## INSTRUCTIONS TO FOLLOW
Copy the passage of the Francis C. Lapointe biography below word for word, from "American politician (1939–2025)" up to and including "University in 1980.".

## DOCUMENT EXTRACT

American politician (1939–2025)

Francis C. Lapointe (1939 – January 20, 2025) was an American politician from the state of Massachusetts. He served as a Democratic member of the Massachusetts House of Representatives from 1969 to 1979.

Lapointe was born in 1939 in Holyoke, Massachusetts, the son of Francis J. and Edna Vandal Lapointe, and was raised in Chicopee, Massachusetts, which he would call home for the rest of his life. He attended Westfield State University, earning a bachelor's degree in 1962 and a master's degree in 1964. He married Adele Ruel in 1964, and they would have two children. He earned a second master's degree from Suffolk University in 1980.

After several years as a high school teacher, he was elected to the Massachusetts House of Representatives in 1968, and served from 1969 to 1979. In that time, he rose to become assistant majority leader, and chaired the committee on Election Laws and a special commission on the needs of the handicapped. His legislative accomplishments included securing millions of dollars to renovate the Massachusetts State House and make it more handicapped-accessible, and working to establish the state Office of Campaign and Political Finance. He helped enact the state's first campaign contribution limits and changed Massachusetts from a closed primary state to a semi-closed primary state, allowing unaffiliated voters to vote in partisan primaries. In 1971, he challenged incumbent Chicopee mayor Edward J. Ziemba, but lost in the general election. Lapointe did not seek re-election in 1978, avoiding a showdown with a fellow incumbent due to newly redrawn districts.

He became an expert on redistricting, and would consult on the issue for over thirty years. He was a delegate to the 1988 Democratic National Convention, where Massachusetts governor Michael Dukakis was nominated. Lapointe worked as an assistant state secretary of state, and administered several social service agencies for Western Massachusetts. He died on January 20, 2025, at the age of 86.

## RECORDS
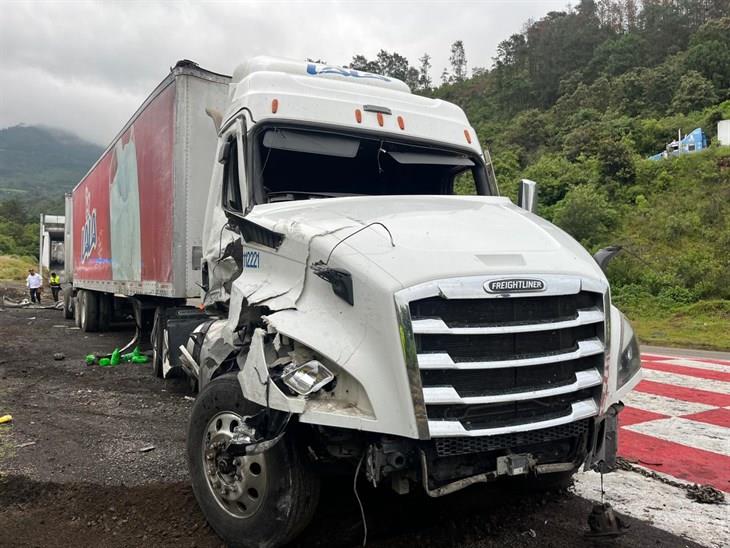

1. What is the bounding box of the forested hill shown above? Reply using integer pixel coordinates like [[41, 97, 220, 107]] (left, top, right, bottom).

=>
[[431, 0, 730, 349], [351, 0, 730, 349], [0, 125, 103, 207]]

--

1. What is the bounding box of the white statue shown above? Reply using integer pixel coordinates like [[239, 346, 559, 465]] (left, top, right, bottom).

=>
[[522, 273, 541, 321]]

## EXERCISE RESULT
American politician (1939–2025)

Francis C. Lapointe (1939 – January 20, 2025) was an American politician from the state of Massachusetts. He served as a Democratic member of the Massachusetts House of Representatives from 1969 to 1979.

Lapointe was born in 1939 in Holyoke, Massachusetts, the son of Francis J. and Edna Vandal Lapointe, and was raised in Chicopee, Massachusetts, which he would call home for the rest of his life. He attended Westfield State University, earning a bachelor's degree in 1962 and a master's degree in 1964. He married Adele Ruel in 1964, and they would have two children. He earned a second master's degree from Suffolk University in 1980.